## SET TASK
All entries below are to be set down again, identical to the source.

## PROVIDED RECORDS
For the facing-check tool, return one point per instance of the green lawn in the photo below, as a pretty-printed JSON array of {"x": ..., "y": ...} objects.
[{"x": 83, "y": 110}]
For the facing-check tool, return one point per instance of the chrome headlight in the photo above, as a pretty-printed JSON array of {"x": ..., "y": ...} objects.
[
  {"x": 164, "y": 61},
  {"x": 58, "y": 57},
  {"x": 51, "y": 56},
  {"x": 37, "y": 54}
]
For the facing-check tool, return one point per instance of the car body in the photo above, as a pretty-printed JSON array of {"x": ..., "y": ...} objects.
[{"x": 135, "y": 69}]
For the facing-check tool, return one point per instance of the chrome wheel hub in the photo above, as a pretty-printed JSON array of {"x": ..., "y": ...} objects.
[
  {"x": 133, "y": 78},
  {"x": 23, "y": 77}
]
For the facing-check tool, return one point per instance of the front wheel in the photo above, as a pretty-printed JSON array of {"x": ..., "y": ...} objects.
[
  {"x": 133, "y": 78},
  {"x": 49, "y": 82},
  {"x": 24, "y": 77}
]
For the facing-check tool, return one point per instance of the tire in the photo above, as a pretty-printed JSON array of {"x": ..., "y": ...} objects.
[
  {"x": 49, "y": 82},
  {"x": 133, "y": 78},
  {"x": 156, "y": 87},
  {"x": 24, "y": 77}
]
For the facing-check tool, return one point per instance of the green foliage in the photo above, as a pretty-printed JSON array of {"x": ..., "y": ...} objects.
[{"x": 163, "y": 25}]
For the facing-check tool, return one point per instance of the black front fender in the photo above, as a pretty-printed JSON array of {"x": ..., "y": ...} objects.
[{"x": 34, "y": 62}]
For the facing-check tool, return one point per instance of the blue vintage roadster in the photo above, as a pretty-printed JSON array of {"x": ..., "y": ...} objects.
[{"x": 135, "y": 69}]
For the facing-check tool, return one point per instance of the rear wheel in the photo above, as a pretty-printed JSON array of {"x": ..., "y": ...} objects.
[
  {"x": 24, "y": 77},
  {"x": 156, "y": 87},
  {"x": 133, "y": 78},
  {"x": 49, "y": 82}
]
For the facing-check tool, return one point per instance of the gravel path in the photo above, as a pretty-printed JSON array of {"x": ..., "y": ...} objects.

## OUTPUT FOR THIS EXERCISE
For the facing-check tool, return one point per instance of the green lawn in the photo below, as a pretty-printed JSON array of {"x": ..., "y": ...} objects.
[{"x": 83, "y": 110}]
For the facing-check tool, return one point per instance of the chrome headlight in the photo above, as a pretty-printed JSON array of {"x": ..., "y": ...} objects.
[
  {"x": 164, "y": 61},
  {"x": 58, "y": 57},
  {"x": 51, "y": 56},
  {"x": 37, "y": 54}
]
For the facing-check tool, return one point per instance of the car body in the photo above, as a pretty-printed JSON array of {"x": ..., "y": ...} objects.
[{"x": 135, "y": 69}]
For the facing-check tool, return one point per instance of the chrome wheel hub in the photo above, as a pretty-printed JSON array of {"x": ..., "y": ...} objects.
[
  {"x": 133, "y": 78},
  {"x": 23, "y": 77}
]
For the facing-check tool, return one point per instance of the front wheel in the photo above, as a pretty-printed JSON array of {"x": ..., "y": ...} objects.
[
  {"x": 133, "y": 78},
  {"x": 49, "y": 82},
  {"x": 24, "y": 77}
]
For the facing-check tool, return one point per instance of the tire in the photo above, as a pretty-printed JSON array of {"x": ..., "y": ...} objects.
[
  {"x": 49, "y": 82},
  {"x": 133, "y": 78},
  {"x": 156, "y": 87},
  {"x": 24, "y": 77}
]
For the facing-check tool, return one point per instance of the green foliage in the photo above, as a pretty-printed JSON array of {"x": ..., "y": ...} objects.
[{"x": 163, "y": 25}]
For the facing-check tool, return one point per instance of the black front fender in the photo above, as a pretty-printed JSON array of {"x": ..., "y": ...} objects.
[{"x": 34, "y": 62}]
For the facing-check tool, return one point per instance of the blue vintage roadster in the photo above, as a pretty-printed JSON array of {"x": ..., "y": ...} objects.
[{"x": 135, "y": 69}]
For the facing-check tool, return one point per instance of the rear wheel in the photo above, as a pretty-printed JSON array of {"x": ..., "y": ...} objects.
[
  {"x": 24, "y": 77},
  {"x": 156, "y": 87},
  {"x": 133, "y": 78},
  {"x": 49, "y": 82}
]
For the facing-check tool, return one point per instance of the gravel path in the photo above, as a pretty-printed JSON array of {"x": ..., "y": ...} objects.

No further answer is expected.